▶ _DOCUMENT PASSAGE_:
Blessed are those who dwell in your house, O Lord; they never cease to praise you.

Today is the Solemnity of St. Joseph – the man whom I’ve tried to model my entire life as a husband and father after.  There is very little that we know of this man, but he truly was a man of God, a man true to his word, a beautiful example of the meaning of manhood.  Bishop Barren’s reflection this morning was so good that I could not pass up passing this on to all you reading this…

Friends, today we celebrate the feast of St. Joseph.

Every episode of Joseph’s life is a crisis. He discovers that the woman to whom he was betrothed was pregnant. He resolved to divorce her quietly, but then the angel of the Lord appeared in a dream and explained the anomalous pregnancy. So Joseph understood what was happening in the context of God’s providence and he took Mary as his wife.

Next, discovering that the child was in mortal danger, Joseph took mother and baby on a perilous journey to an unknown country. Anyone who has ever been forced to move to a new city knows the anxiety that Joseph must have felt. But Joseph went because God had commanded him.

Finally, we hear of Joseph desperately seeking his lost twelve-year-old son. Quietly taking the child home, Joseph once more put aside his human feelings and trusted in the purposes of God.

The little we know about Joseph is that he experienced heartbreak, fear unto death, and a parent’s deepest anxiety. But each time, he read what happened to him as a theo-drama, not an ego-drama. This shift in attitude is what made Joseph the patron of the universal Church.

Reflect: Think of the last crisis you encountered. Did you handle it as part of a theo-drama (God’s plans and purposes) or as part of an ego-drama (your own plans and purposes)? Reflect on the differences between these two perspectives and how each one shapes your attitude and behavior.

▶ _ENTRIES SUPPLIED_:
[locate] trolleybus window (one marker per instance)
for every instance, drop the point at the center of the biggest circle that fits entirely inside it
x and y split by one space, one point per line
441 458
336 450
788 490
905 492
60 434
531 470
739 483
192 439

▶ _TASK GOAL_: Write out the part of the St. Joseph reflection between "Next, discovering that" and "the universal Church.", inclusive. The data above is not needed.

▶ _SOLUTION TO THE PROBLEM_:
Next, discovering that the child was in mortal danger, Joseph took mother and baby on a perilous journey to an unknown country. Anyone who has ever been forced to move to a new city knows the anxiety that Joseph must have felt. But Joseph went because God had commanded him.

Finally, we hear of Joseph desperately seeking his lost twelve-year-old son. Quietly taking the child home, Joseph once more put aside his human feelings and trusted in the purposes of God.

The little we know about Joseph is that he experienced heartbreak, fear unto death, and a parent’s deepest anxiety. But each time, he read what happened to him as a theo-drama, not an ego-drama. This shift in attitude is what made Joseph the patron of the universal Church.